• [Work instructions]: Gather every line below that contains the string "railing" and copy each one out in full. Treat uppercase and lowercase as different.

• [Listed records]:
====
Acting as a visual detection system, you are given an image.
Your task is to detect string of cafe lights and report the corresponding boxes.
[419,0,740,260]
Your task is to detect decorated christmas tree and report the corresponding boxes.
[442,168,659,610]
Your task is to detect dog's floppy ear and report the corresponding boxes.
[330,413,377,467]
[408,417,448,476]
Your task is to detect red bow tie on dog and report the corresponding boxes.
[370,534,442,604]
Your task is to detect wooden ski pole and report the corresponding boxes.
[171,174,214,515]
====
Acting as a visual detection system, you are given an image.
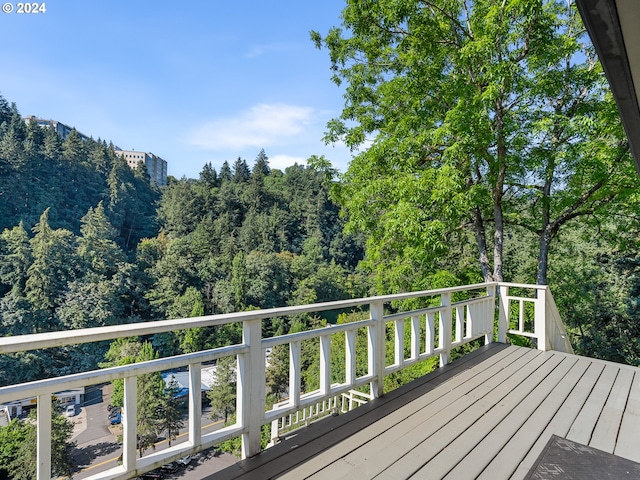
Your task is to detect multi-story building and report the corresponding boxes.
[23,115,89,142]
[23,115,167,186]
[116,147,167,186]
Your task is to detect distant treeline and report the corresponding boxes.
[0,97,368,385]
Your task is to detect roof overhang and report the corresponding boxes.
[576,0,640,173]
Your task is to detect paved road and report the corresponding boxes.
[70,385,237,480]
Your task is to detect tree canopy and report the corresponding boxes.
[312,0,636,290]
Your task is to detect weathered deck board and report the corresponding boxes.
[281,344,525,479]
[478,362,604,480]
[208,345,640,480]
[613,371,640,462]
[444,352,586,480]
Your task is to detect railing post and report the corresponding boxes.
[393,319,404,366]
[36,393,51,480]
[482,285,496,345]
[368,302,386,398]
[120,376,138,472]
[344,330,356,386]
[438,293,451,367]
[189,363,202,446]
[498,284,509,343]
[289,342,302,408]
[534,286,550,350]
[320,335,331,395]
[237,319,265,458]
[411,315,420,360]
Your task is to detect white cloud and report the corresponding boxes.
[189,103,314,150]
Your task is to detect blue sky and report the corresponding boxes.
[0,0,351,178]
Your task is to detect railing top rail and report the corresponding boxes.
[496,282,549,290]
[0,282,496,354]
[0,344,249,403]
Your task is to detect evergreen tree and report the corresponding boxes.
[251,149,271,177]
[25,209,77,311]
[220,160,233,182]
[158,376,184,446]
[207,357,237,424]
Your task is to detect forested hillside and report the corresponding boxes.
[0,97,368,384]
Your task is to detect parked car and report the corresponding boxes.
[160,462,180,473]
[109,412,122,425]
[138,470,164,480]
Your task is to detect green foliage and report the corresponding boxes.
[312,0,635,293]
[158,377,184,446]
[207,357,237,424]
====
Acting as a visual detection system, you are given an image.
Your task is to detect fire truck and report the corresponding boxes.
====
• [The response]:
Your task is to detect railing post and report the corresponding boxes.
Your task is to detect railing top rail and report the corresponding boxes.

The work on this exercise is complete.